:: Passage for review
GULF WEEKLY: Saudi posts strong GDP, Jebel Ali stake sold, Coronavirus cases tick up

GULF COUNTRIES - Report 10 Jun 2022 by Justin Alexander

A skimmable summary overlaid with our analysis and links. Headlines:

* Oil is close to its post-invasion high, and the UAE energy minister says it is nowhere near the peak.
* One driver is an IAEA resolution criticizing Iran, which responded by reducing nuclear site monitoring.
* Coronavirus cases rose back above 1,000/day in Bahrain, UAE and Saudi Arabia.
* Qatar’s PMI hit a new record of 67.5, Dubai’s reached a three-year high of 55.7 and Saudi’s held steady.
* Saudi Q1 growth of 9.9% was even stronger than the flash estimate, including 4.7% for non-oil.
* Biden’s Saudi visit is likely postponed until July and saw pushback from Congress and human rights groups.
* DP World sold a 22% stake in Jebel Ali to Canada’s CDPQ for $5bn, to help pay down debt.
* Dubai arrested the prominent Gupta brothers, implicated in a South African government corruption scandal.
* Qatar is expected to announce partners for its North Field expansion, adding Eni to the existing 4 operators.
* Spending in Oman was up sharply in April, by 5% y/y or 23% excluding oil expenditure outsourced to EDO.
* Bahrain’s current account surplus rose to a record 13% of GDP in Q1, boosted by both oil and aluminium.
* Jordan sold a $500m bond and unveiled a 10-year development strategy.
* Databank updates: Qatar/Oman fiscal, Saudi GDP, Bahrain Bop, PMIs, Saudi/UAE forecasts.
::::
:: Extracted entries
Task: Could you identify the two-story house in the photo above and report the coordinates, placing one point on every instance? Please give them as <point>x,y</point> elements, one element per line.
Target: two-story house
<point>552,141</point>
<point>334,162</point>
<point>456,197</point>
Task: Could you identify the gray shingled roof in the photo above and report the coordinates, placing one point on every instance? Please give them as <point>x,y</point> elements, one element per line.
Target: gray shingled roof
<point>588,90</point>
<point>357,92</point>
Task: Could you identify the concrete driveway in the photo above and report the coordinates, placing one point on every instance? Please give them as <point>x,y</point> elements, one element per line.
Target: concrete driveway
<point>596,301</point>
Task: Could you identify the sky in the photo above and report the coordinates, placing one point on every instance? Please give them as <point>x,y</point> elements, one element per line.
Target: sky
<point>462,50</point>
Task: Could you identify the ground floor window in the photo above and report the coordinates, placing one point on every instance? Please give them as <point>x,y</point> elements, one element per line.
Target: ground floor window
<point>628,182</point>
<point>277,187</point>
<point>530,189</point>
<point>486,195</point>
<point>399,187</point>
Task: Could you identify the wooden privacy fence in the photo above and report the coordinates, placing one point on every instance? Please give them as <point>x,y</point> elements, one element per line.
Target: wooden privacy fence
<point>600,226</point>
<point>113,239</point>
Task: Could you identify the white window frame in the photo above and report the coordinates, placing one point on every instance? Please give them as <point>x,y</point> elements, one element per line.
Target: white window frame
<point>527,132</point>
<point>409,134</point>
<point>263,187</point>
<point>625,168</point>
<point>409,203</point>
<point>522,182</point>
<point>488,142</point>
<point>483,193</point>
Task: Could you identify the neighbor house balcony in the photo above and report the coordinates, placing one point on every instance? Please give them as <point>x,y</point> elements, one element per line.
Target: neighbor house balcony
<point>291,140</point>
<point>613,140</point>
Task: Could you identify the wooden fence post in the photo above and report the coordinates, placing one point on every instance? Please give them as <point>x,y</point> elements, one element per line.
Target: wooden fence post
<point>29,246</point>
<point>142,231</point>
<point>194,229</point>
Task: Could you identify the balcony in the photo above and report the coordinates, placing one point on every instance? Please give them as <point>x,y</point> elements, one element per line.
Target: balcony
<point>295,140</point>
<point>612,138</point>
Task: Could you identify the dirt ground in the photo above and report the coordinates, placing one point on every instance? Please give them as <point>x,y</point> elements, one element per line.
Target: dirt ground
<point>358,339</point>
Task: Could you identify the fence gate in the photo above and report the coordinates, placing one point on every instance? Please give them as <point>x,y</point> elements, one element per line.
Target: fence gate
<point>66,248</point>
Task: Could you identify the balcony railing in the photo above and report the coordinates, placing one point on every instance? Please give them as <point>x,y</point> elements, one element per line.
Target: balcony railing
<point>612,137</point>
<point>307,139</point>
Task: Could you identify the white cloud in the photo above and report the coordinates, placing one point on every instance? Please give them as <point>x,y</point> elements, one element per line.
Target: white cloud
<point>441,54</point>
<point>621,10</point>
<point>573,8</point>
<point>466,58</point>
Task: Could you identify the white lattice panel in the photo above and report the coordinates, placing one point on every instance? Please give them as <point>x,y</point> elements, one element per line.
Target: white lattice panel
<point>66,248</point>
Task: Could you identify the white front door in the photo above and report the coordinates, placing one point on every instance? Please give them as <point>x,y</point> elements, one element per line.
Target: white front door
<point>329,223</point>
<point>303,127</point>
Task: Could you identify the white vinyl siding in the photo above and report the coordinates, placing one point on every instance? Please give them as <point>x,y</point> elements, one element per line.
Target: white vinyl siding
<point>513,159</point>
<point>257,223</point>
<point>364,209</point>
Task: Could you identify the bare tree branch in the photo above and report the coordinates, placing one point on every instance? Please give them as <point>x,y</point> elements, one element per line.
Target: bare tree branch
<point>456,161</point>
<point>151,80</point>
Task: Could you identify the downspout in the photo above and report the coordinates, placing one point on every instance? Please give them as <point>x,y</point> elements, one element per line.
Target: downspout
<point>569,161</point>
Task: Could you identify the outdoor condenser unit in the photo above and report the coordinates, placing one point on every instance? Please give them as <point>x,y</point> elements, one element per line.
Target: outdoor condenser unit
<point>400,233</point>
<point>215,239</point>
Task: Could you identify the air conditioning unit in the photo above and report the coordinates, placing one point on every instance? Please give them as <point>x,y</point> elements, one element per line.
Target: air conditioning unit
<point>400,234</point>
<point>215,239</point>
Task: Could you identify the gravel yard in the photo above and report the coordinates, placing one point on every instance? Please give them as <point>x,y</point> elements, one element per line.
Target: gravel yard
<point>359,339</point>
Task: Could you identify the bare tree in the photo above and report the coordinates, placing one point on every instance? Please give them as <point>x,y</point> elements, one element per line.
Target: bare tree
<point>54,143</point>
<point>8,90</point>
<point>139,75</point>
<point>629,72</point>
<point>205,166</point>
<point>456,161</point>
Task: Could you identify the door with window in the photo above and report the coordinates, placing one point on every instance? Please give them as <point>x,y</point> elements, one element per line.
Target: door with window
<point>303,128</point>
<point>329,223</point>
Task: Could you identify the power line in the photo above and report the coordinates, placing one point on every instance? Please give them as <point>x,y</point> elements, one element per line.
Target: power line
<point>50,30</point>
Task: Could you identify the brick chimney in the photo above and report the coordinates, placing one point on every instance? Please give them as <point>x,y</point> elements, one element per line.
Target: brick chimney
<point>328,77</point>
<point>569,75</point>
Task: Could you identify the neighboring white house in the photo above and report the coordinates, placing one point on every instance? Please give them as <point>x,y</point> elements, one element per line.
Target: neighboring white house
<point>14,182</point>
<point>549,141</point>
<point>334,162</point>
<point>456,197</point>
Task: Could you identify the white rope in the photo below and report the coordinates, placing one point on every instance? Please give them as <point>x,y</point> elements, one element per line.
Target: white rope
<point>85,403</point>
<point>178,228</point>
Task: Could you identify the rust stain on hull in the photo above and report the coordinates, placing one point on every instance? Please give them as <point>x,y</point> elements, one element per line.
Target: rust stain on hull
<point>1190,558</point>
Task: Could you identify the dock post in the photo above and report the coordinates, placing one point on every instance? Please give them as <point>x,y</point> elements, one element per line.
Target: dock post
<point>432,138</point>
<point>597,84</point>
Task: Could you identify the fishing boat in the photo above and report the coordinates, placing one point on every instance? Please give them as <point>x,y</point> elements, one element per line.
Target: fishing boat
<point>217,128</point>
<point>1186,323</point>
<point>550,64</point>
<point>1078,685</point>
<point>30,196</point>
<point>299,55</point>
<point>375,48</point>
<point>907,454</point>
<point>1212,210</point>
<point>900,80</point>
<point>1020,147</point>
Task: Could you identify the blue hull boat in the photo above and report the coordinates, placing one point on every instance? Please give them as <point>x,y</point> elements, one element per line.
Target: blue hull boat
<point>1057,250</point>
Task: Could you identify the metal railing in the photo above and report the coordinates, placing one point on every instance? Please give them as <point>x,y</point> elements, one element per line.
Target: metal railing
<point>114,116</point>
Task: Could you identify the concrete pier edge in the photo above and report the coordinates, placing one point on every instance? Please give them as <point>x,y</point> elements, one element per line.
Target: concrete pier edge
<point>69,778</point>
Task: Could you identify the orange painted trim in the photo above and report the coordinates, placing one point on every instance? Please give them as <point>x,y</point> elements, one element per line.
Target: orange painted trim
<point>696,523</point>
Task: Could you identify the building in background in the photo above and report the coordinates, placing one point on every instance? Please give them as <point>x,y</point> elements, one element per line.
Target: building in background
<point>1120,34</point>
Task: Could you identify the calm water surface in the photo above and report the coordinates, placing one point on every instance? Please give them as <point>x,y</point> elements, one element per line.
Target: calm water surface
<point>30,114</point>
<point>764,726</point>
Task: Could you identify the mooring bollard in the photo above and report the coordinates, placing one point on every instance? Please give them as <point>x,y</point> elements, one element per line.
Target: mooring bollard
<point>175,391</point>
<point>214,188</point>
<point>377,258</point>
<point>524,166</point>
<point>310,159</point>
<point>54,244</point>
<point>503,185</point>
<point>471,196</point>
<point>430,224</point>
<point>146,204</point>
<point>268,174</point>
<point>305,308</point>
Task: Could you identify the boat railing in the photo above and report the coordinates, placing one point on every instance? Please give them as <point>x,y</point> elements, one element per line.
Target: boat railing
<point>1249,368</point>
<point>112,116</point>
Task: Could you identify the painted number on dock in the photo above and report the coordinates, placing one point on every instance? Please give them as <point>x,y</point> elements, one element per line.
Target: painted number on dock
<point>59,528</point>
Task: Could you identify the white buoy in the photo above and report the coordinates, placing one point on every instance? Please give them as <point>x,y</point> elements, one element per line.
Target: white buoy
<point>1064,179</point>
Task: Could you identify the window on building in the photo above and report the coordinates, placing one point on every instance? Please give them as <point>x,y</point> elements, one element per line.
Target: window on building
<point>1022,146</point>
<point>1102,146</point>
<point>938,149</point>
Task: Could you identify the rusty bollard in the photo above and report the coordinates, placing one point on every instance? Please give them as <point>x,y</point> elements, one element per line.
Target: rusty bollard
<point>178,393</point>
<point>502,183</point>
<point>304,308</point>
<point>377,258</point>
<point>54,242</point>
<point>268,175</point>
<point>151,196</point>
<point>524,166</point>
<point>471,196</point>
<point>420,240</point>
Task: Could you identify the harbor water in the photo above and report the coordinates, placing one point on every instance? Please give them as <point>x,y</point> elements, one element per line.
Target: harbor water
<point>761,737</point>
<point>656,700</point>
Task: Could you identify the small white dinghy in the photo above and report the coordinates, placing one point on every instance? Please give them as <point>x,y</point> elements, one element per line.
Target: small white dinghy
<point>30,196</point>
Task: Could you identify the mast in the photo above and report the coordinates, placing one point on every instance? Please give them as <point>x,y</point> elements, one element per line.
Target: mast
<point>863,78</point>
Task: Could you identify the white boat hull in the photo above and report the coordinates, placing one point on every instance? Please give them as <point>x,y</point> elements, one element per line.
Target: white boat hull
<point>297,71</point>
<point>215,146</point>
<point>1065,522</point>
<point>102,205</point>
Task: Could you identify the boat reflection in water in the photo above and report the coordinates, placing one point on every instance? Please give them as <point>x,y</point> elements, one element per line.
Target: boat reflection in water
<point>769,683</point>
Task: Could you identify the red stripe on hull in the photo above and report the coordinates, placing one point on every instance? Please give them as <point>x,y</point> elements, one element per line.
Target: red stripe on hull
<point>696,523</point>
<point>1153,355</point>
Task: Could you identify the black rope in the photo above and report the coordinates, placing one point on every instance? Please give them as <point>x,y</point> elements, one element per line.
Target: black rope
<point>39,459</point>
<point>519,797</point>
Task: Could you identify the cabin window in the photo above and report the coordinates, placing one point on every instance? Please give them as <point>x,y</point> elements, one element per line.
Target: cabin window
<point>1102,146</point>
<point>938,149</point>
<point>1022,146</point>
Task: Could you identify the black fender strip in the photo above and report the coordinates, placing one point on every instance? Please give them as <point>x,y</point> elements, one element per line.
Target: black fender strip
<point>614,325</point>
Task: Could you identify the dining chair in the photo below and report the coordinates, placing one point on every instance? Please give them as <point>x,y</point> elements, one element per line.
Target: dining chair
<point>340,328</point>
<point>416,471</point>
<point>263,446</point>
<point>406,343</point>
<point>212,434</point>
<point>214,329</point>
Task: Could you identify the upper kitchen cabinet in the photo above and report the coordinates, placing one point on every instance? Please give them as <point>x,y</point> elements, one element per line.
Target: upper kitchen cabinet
::::
### [Exercise tasks]
1) In the Gulf weekly report, rewrite the part that opens with the words containing "GULF WEEKLY: Saudi" and closes with "nuclear site monitoring.", replacing "IAEA" with "International Atomic Energy Agency".
2) Answer these questions from the Gulf weekly report, one per line:
(a) What percentage stake in Jebel Ali did DP World sell?
(b) What record figure did Qatar's PMI reach?
(c) How large was the bond Jordan sold?
3) Translate this sentence from the Gulf weekly report into Spanish: "Jordan sold a $500m bond and unveiled a 10-year development strategy."

### [Solutions to the tasks]
1)
GULF WEEKLY: Saudi posts strong GDP, Jebel Ali stake sold, Coronavirus cases tick up

GULF COUNTRIES - Report 10 Jun 2022 by Justin Alexander

A skimmable summary overlaid with our analysis and links. Headlines:

* Oil is close to its post-invasion high, and the UAE energy minister says it is nowhere near the peak.
* One driver is an International Atomic Energy Agency resolution criticizing Iran, which responded by reducing nuclear site monitoring.

2)
(a) 22%
(b) 67.5
(c) $500m

3) Jordania vendió un bono de 500 millones de dólares y presentó una estrategia de desarrollo a 10 años.